The lines to be copied run from the one containing "helmet in this photo." to the end of the material below; reproduce them exactly, including both ends, and nothing more.
<<<<
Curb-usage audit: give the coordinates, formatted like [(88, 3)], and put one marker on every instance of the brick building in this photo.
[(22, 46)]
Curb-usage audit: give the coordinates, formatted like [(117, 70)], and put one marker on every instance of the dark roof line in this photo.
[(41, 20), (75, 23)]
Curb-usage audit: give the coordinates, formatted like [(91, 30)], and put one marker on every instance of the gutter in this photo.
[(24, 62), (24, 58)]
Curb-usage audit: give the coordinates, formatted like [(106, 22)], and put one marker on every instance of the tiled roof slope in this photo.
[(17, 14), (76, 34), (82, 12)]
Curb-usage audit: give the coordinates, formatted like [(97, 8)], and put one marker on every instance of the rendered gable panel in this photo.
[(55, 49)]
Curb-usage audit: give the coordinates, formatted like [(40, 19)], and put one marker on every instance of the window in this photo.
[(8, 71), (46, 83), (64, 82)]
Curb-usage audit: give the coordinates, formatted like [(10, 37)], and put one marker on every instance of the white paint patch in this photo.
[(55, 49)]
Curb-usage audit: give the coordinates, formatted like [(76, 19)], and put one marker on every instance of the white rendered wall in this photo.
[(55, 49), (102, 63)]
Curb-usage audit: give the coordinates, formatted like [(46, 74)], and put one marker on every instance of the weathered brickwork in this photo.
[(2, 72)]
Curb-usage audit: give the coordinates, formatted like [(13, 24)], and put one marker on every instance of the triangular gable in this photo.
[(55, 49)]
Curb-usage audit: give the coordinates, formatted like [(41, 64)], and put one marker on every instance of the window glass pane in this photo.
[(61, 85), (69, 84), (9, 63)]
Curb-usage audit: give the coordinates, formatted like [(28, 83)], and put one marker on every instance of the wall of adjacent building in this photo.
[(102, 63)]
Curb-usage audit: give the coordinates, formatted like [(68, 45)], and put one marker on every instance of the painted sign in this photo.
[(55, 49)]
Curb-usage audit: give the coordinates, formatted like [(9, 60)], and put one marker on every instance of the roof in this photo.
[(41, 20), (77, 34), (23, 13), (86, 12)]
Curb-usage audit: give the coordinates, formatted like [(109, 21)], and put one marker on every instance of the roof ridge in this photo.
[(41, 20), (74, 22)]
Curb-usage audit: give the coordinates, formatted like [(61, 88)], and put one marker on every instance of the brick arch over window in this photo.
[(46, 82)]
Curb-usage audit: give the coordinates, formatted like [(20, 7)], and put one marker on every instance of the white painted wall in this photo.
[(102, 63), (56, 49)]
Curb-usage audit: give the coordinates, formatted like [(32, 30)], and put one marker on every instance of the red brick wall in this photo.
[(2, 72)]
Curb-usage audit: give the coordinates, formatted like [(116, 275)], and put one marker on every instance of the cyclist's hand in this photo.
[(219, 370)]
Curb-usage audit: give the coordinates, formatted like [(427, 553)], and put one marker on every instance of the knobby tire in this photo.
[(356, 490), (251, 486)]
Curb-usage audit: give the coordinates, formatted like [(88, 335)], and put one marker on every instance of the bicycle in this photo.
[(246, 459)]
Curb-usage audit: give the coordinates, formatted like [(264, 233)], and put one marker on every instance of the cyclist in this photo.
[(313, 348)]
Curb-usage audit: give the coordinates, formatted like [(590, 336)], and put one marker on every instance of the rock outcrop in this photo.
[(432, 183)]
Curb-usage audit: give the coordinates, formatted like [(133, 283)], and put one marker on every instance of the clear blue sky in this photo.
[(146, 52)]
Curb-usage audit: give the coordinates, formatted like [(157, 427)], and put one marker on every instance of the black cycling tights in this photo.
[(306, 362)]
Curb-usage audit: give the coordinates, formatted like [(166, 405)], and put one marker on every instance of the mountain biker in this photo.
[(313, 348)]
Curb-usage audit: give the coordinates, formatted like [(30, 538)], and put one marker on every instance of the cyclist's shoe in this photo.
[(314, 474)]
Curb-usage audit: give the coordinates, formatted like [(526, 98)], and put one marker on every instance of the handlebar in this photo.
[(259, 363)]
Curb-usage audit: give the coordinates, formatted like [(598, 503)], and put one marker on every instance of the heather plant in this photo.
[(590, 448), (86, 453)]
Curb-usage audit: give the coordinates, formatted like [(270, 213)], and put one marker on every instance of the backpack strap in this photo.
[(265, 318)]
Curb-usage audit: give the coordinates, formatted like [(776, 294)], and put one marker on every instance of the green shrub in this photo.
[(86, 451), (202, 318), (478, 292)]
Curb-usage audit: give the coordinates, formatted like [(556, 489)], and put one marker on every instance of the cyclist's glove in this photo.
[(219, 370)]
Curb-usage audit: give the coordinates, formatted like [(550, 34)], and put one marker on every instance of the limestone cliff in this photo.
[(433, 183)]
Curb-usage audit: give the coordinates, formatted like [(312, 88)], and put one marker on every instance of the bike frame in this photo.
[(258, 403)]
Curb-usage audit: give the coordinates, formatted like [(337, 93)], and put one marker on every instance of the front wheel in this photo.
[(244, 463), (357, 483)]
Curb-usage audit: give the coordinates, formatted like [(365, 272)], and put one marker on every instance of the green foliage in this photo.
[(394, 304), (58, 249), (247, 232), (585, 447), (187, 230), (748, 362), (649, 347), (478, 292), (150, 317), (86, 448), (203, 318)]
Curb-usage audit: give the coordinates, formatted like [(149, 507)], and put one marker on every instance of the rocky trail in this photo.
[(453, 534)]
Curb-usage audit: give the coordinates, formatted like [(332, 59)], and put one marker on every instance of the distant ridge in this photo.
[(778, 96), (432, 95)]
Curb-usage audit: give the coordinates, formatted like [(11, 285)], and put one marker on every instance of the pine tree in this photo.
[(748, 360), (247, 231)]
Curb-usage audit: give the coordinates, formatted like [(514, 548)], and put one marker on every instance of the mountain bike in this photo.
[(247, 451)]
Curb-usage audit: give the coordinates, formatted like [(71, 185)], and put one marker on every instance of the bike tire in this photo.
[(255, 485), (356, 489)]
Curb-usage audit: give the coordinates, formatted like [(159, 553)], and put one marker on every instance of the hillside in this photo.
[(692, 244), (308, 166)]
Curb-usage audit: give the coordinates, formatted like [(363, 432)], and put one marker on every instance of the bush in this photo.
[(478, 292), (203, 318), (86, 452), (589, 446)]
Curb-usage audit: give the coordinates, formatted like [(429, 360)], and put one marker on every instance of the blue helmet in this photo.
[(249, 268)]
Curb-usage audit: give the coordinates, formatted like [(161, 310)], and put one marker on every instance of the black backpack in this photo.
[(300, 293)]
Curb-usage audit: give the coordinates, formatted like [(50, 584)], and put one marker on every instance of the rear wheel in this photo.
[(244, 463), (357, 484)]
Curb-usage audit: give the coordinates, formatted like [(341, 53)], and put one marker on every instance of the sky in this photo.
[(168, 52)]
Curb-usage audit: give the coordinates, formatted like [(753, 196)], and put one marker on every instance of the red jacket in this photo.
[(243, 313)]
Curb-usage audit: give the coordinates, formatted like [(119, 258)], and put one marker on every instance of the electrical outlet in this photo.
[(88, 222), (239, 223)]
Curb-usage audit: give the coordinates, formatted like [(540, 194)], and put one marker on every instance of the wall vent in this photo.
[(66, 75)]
>>>>
Complete response:
Curb-usage audit: give the coordinates, formatted like [(429, 360)], and put one marker on every instance of the blue helmet in this photo.
[(249, 268)]
Curb-usage audit: give the coordinates, formatted like [(161, 310)], and put one marker on every instance of the black backpack in this photo.
[(300, 293)]
Curb-usage audit: give the coordinates, formatted like [(50, 584)], and put one marker on every instance of the rear wheel in this photo.
[(244, 463), (357, 484)]
Curb-usage audit: give the coordinates, formatted like [(341, 53)], and put one marker on every instance of the sky in this photo.
[(168, 52)]
Curb-usage audit: give the coordinates, formatted like [(753, 196)], and put one marker on every instance of the red jacket in this photo.
[(243, 313)]
Curb-usage audit: give the coordinates, formatted like [(119, 258)], and put one marker on every instance of the electrical outlet in this photo.
[(88, 222), (239, 223)]
Curb-usage audit: give the coordinates, formatted like [(540, 194)], and put one marker on every instance of the wall vent in this photo.
[(66, 75)]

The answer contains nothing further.